> **What you need to do**
Filter the records, keeping every line that has the string "rock".

Start of Records supplied

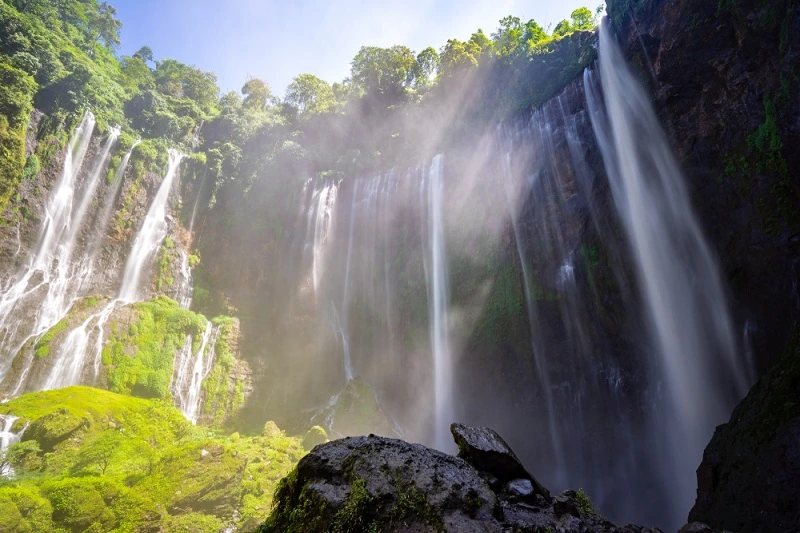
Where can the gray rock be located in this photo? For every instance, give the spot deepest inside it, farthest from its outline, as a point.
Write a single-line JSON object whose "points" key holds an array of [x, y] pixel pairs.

End of Records supplied
Start of Records supplied

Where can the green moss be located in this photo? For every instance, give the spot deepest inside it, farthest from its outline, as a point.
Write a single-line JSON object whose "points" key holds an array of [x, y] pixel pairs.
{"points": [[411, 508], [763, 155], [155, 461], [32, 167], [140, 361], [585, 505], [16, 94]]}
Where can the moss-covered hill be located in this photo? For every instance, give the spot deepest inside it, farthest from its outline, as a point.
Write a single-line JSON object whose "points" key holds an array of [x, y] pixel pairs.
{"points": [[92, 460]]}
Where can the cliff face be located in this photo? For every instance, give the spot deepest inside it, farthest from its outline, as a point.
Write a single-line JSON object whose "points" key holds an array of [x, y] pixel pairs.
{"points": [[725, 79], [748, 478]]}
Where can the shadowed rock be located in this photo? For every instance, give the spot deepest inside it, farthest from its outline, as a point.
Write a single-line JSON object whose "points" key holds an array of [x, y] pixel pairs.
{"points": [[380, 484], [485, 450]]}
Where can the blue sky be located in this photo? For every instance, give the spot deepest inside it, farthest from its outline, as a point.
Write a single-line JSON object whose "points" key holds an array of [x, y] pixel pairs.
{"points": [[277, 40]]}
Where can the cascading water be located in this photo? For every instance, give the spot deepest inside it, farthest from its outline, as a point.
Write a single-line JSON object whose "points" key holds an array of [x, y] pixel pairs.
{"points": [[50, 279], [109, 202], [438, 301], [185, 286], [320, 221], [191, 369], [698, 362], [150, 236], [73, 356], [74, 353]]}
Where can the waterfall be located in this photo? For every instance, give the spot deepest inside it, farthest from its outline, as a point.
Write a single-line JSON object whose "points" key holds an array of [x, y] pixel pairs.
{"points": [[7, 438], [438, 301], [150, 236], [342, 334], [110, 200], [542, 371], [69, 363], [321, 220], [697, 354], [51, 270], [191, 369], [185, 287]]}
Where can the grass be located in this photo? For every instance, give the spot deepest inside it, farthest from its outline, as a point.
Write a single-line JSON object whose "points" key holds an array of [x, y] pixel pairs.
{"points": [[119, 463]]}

End of Records supplied
Start of Records supplied

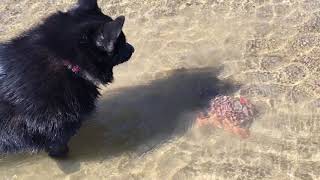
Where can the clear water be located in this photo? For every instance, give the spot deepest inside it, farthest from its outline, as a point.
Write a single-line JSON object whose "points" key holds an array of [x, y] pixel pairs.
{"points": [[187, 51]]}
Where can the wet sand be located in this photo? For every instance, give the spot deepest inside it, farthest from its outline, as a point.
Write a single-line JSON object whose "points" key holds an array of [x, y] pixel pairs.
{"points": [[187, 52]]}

End of Records supplied

> **Written solution**
Where can the gray rock be located in this photo? For every instance, give the spot deepest inside it, farthest from its outline, as a point.
Where can the shadowed rock be located in this photo? For every instance, give the spot deepest inside it, farthest from its outline, as a point.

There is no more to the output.